**TEXT EXTRACT**
>> start
The Ames position paper submitted by J. Lloyd Jones was more extensive, consisting of 18 pages using much smaller typeface. The paper also levied some criticism of the existing X-15 program.
Ames agreed with Langley that the primary area of research should be turbulent boundary layers "because of the difficulty of providing turbulent boundary layer flow on models in wind tunnel tests at hypersonic speeds." Ames noted that the existing X-15 had already validated wind-tunnel results up to Mach 5, and the Mach 8 data would be a natural extension. Ames also pointed out that the delta-wing X-15 "is more representative of hypersonic cruise aircraft configurations" and would therefore yield more useful data. Ames also believed that "knowledge that will accrue of the handling qualities of a delta winged vehicle representative of current concepts of airbreathing cruise configuration will certainly be of value."
The researchers at Ames seemed to want to take the lead on the delta-wing configuration, much as Langley had done on the original X-15, and their list of potential research areas was a good deal longer. Besides turbulent-boundary-layer research, Ames wanted to look at skin-friction surveys, pressure distributions and local flow fields, boundary-layer-transition definitions, ablative studies, panel-flutter studies, and low-speed and hypersonic-handling qualities. To accompany these experiments, Ames believed that "an increased program of ground based research relating to hypersonic cruise aircraft technology should be initiated."
>> end
**TASKS FOR THIS EXERCISE**
**a)** Can you quote the rows from the line containing "Target: ocean" through the last row, leaving out the pictures?
**b)** How would the X-15 passage go on from its final sentence? Continue it.
The rows have no connection to the X-15 passage.

**DATA FOR PROCESSING**
>> start
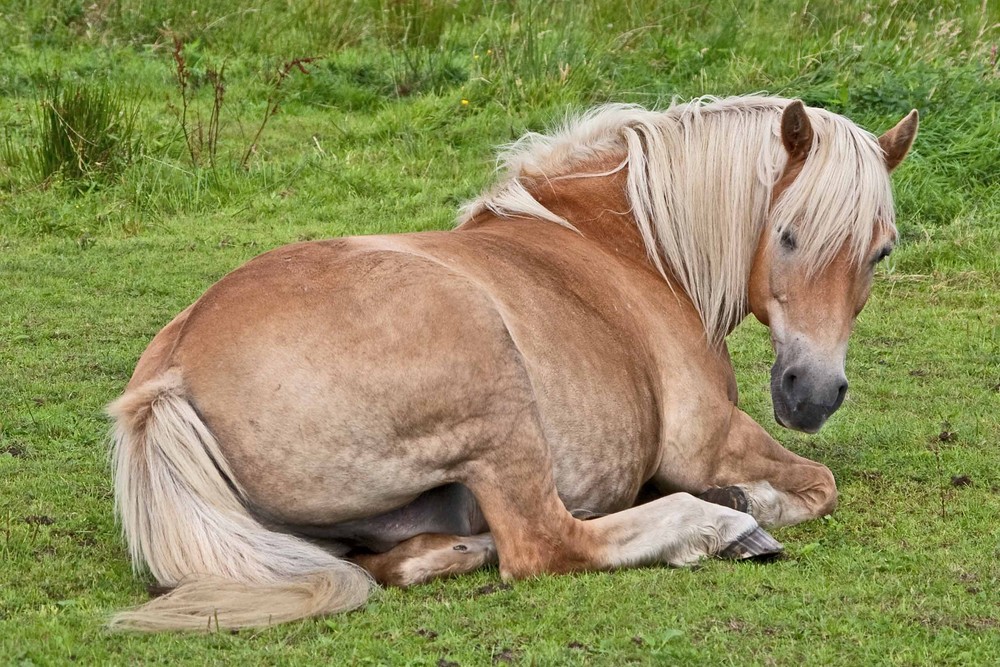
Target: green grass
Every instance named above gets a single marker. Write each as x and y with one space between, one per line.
377 139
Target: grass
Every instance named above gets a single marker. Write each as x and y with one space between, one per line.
377 139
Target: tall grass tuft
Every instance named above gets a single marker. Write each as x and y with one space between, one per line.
84 132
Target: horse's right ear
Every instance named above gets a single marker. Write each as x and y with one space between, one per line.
796 131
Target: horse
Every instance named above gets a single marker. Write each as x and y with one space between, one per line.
390 409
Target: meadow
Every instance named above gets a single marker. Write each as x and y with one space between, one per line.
147 148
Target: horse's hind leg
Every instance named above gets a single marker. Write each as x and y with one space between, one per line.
757 475
429 556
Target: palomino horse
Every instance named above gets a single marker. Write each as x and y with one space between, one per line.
412 406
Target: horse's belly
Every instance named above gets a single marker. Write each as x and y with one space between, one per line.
343 386
348 394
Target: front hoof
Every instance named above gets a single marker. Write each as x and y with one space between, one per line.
733 497
756 544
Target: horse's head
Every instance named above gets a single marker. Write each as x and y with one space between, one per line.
810 300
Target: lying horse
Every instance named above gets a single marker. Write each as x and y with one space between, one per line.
411 406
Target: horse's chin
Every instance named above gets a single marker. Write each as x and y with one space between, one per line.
787 419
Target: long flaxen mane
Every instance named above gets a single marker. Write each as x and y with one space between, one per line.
699 184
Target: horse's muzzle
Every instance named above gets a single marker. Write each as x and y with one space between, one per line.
805 397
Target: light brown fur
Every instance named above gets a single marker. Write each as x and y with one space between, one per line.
543 366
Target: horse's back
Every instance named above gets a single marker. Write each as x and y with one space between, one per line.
318 363
342 378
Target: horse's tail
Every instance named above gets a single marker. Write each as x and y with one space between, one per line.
183 517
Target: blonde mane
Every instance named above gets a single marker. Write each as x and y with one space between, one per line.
700 180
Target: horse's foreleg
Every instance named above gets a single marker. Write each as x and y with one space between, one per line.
535 534
755 474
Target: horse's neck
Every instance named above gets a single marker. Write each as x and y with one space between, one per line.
597 206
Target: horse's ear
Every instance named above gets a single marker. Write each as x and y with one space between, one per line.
796 131
896 142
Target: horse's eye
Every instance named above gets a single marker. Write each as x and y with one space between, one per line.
788 240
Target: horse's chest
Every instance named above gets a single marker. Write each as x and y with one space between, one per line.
601 464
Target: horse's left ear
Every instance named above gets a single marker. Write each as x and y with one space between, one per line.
796 131
896 142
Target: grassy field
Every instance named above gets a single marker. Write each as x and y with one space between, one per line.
392 126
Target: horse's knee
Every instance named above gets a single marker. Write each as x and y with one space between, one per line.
823 495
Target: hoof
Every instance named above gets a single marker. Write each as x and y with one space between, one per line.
756 544
728 496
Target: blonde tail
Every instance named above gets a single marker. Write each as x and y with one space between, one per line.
181 511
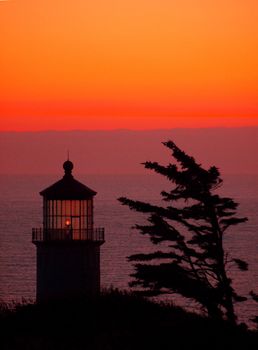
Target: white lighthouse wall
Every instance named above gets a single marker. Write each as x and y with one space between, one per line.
67 270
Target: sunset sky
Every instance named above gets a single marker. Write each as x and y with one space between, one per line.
136 64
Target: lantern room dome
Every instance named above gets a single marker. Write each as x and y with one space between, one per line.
68 187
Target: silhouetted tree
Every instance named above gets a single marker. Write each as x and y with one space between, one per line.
193 224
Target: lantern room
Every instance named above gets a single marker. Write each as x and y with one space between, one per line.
68 244
68 210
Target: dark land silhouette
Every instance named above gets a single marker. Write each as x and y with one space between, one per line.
116 320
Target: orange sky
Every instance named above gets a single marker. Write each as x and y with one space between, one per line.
136 64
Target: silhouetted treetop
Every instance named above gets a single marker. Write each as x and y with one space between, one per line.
193 225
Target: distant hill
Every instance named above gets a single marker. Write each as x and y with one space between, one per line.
233 150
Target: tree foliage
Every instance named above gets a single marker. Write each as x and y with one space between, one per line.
192 223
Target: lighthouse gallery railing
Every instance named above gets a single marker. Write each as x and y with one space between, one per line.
42 235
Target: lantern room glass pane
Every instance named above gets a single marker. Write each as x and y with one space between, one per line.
76 215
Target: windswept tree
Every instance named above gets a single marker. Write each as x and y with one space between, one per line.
191 224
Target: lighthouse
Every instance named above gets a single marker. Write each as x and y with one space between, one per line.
68 245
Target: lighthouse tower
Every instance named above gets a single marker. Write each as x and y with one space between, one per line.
68 245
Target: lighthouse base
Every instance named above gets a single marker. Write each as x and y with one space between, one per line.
67 270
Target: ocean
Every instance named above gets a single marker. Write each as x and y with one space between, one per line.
21 209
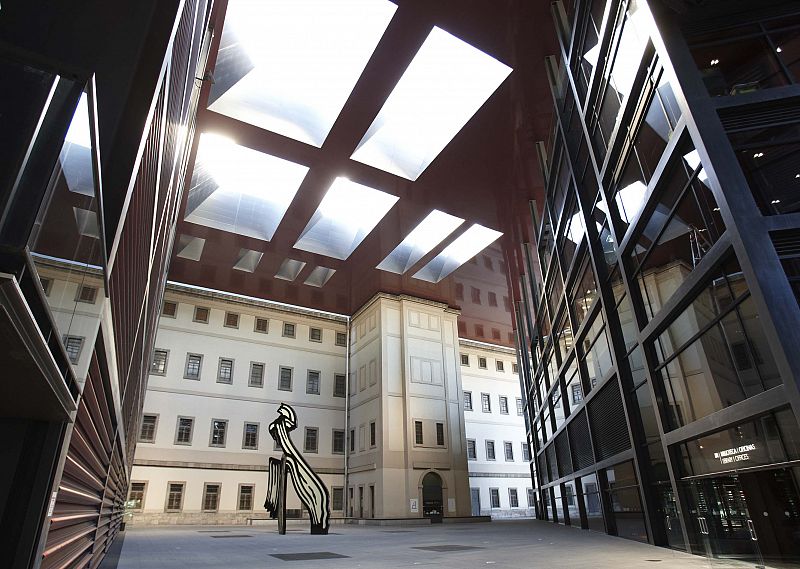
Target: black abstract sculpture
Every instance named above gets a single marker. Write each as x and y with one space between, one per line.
292 465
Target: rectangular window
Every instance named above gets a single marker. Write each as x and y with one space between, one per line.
193 365
494 497
261 325
250 436
174 496
183 433
311 440
285 379
225 371
338 441
231 320
339 385
246 492
256 378
201 314
211 498
509 451
159 364
312 382
504 405
219 428
472 451
147 431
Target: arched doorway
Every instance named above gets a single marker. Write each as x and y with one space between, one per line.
432 506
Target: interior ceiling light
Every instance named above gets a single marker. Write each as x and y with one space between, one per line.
289 65
444 85
428 234
346 215
461 250
240 190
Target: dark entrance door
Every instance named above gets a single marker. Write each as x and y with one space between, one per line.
432 497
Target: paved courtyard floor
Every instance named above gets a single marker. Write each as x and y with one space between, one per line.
514 544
>> end
**RESULTS OF THE TASKS**
**a)**
Target: ocean
Every instance named above gets a single marker. Write each as x and y with one space between, one per line.
21 209
Target: black abstract sculpture
Every instance named above gets a single marker. Write each as x and y with one space between, one per line.
292 465
Target: rectangular window
Every instance named above gets a single marker. Write each as x and y with one space between, one per line.
193 365
494 497
261 325
250 436
174 496
183 433
311 440
285 379
225 371
338 441
231 320
339 385
246 492
256 378
201 314
211 498
509 451
159 364
312 382
504 405
219 428
472 451
147 431
Target: arched doorway
Every instance named above gets a single marker. Write each as x and y with one space between, one per line.
432 506
Target: interior ceiling light
Every instance named above gets a single marker. Write each as x and y with one space between, one per line.
289 65
444 85
428 234
346 215
461 250
240 190
Target: dark entrance door
Every instance named above gets a single marker. Write each as x and y with one space between, one per line.
432 497
Target: paved courtyard floor
Every instance named above gets a single marker. Write each as x and y with one space between, one per line.
514 544

**b)**
Although Ames acknowledged that "the X-15 program to date unquestionably has been very successful" and had turned into "a research facility with which to conduct studies never envisioned at its inception," it believed the program was open to some criticism. "For example, measurement of heat transfer was one of the major research experiments conducted on the airplane, but design inflexibility resulted in the acquisition of heat transfer data in an environment which compromised their value to the extent that they cannot be fully explained nor understood."
To overcome this fault on the new airplane, Ames indicated, "the key to the potential benefits…
for a delta wing X-15 program lies in the design of the airplane to accomplish well defined experimental tasks as primary objectives." To this end, Ames made several recommendations for the vehicle configuration:12961
1. Provision for removable test panels in the areas selected for measurements… to provide for heat transfer, boundary layer and structural tests on both experimental and prototype panels. Design of the test panels and supporting structure should be guided by the requirement to avoid localized heat sinks that withdraw heat away from the boundary layer in a non-uniform manner.
2. Provide a smooth primary test area along the bottom centerline of the airplane free of all protuberances. This consideration may well lead to the requirement for a low-wing configuration to insure a test region with a definable uniform flow field.
3. A removable fuselage nose section ahead of the wheel well with an instrument compartment and a removable tip. This feature would provide for replacement nose sections having different geometry.
4. An instrumentation bullet located at the wing-fin juncture may be advantageous.
Ames went on to describe an elaborate research program that began with wind-tunnel studies, followed by flights using X-15A-2, and finally tests with the delta-wing aircraft. The program would concentrate most of the theoretical and wind-tunnel work at Ames. Based on the scope of the work described, it probably would have been expensive, although the report did not include a cost estimate.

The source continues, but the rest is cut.